Gli esiti della COP 28 di Dubai
di Bartolomeo Buscema
Ora che i riflettori si sono spenti sull’ultimo summit mondiale sul clima, COP
28, tenutosi a Dubai dal 30 novembre al 12 dicembre 2023, cerchiamo di fare il
punto su quanto si è deciso cominciando dal contesto climatico mondiale prima
dell’apertura dei lavori.
Il riscaldamento globale negli ultimi anni sta progressivamente accelerando
nonostante alcuni dati positivi provenienti dai mercati delle fonti
rinnovabili e dalle azioni di efficienza energetica. La concentrazione di
anidride carbonica, il principale gas serra, supera ormai del 50% i valori
dell’inizio della Rivoluzione industriale. Il 2023 è stato l'anno più caldo mai
registrato. Tale scenario sembra essere foriero di un futuro non certamente
roseo, un quadro corroborato da una convergente visione di moltissimi
climatologi i quali hanno sottolineato che non è più possibile evitare di
sforare la soglia più ambiziosa dell’accordo di Parigi, cioè un incremento della
temperatura media globale di 1,5 °C rispetto al valore
medio preindustriale. Un quadro critico che trova conferma nei fenomeni
meteorologici estremi che si susseguono con frequenza maggiore in varie parti
del mondo e che rappresentano un potente campanello d’allarme. Siamo in
emergenza e ciò che si sta facendo è palesemente inadeguato a contenere e
invertire la crescita delle emissioni. Sul versante dell’adattamento climatico
si è veramente fatto pochissimo. Solo l’Australia ha deciso di offrire la
residenza agli abitanti delle isole di Tuvalu a rischio di essere inghiottite
dall’oceano. Pur in tale contesto, i lavori sono iniziati con una sensibile
accelerazione con l'approvazione di un fondo
monetario di compensazione per i danni e le perdite causati dal
riscaldamento climatico nei Paesi vulnerabili. Lo strumento finanziario,
abbozzato a Sharm el Sheik nella COP 27, ha avuto le prime promesse di
finanziamento destinate al gruppo delle quarantasei nazioni più povere al mondo,
meno inquinanti ma più colpite. Il fondo sarà finanziato da contributi
volontari. Avremmo preferito che fossero obbligatori. Nei giorni successivi i
negoziati si sono pian piano arenati per poi disincagliarsi, nei giorni
precedenti la chiusura dei lavori, grazie a un accordo tra gli Stati Uniti e la
Cina. Quest’ultima, responsabile del 31% delle emissioni mondiali di gas a
effetto serra, produce il 60% del proprio fabbisogno di elettricità utilizzando
centrali a carbone. Per tale combustibile, si è parlato di accelerare gli sforzi
verso la riduzione graduale dell’energia prodotta dal carbone ‘unabated’, ossia
quella che produce emissioni che non sono abbattute. Invece, gli impianti le cui
emissioni sono abbattute tramite la cattura e stoccaggio del carbonio possono
continuare a funzionare.

**Dati forniti:**
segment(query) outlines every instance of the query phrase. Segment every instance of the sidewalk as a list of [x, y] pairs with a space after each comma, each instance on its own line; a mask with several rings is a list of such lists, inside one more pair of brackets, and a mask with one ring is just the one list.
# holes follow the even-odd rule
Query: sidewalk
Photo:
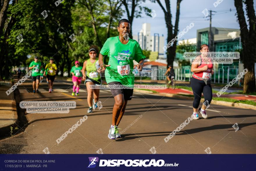
[[[14, 92], [7, 96], [6, 91], [12, 85], [2, 82], [0, 85], [0, 136], [10, 132], [10, 127], [15, 123], [17, 124], [18, 115]], [[13, 128], [14, 130], [14, 128]]]
[[[193, 95], [193, 92], [183, 89], [166, 89], [152, 90], [160, 93], [168, 93], [174, 94], [185, 94]], [[213, 94], [213, 97], [217, 97], [216, 94]], [[256, 96], [245, 95], [241, 94], [222, 94], [221, 97], [229, 98], [237, 100], [251, 100], [256, 102]]]

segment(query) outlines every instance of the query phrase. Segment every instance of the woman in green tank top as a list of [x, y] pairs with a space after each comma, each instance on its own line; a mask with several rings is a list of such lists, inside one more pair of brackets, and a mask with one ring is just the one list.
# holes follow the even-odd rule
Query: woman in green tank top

**Compiti da svolgere:**
1 > Ricopia dal testo sulla COP 28 il passo che comincia con "Gli esiti della" e prosegue fino a "dell’apertura dei lavori.".
2 > Ripeti alla lettera tutte le righe dei dati forniti, senza includere le immagini.

**Risposte qui sotto:**
1 >
Gli esiti della COP 28 di Dubai
di Bartolomeo Buscema
Ora che i riflettori si sono spenti sull’ultimo summit mondiale sul clima, COP
28, tenutosi a Dubai dal 30 novembre al 12 dicembre 2023, cerchiamo di fare il
punto su quanto si è deciso cominciando dal contesto climatico mondiale prima
dell’apertura dei lavori.

2 >
segment(query) outlines every instance of the query phrase. Segment every instance of the sidewalk as a list of [x, y] pairs with a space after each comma, each instance on its own line; a mask with several rings is a list of such lists, inside one more pair of brackets, and a mask with one ring is just the one list.
# holes follow the even-odd rule
Query: sidewalk
Photo:
[[[14, 92], [7, 96], [6, 91], [12, 85], [2, 82], [0, 85], [0, 136], [10, 132], [10, 127], [15, 123], [17, 124], [18, 115]], [[13, 128], [14, 130], [14, 128]]]
[[[193, 95], [193, 92], [183, 89], [166, 89], [152, 90], [160, 93], [168, 93], [174, 94], [185, 94]], [[213, 94], [213, 97], [217, 97], [216, 94]], [[256, 96], [245, 95], [241, 94], [222, 94], [221, 97], [229, 98], [237, 100], [251, 100], [256, 102]]]

segment(query) outlines every instance of the query phrase. Segment every instance of the woman in green tank top as a list of [x, y] pairs with a space after each comma, each instance on its own line; a mask with several rings is a list of such lists, inside one more pair of brackets, and a mask with one ring is just the one list.
# holes follow the even-odd rule
Query: woman in green tank top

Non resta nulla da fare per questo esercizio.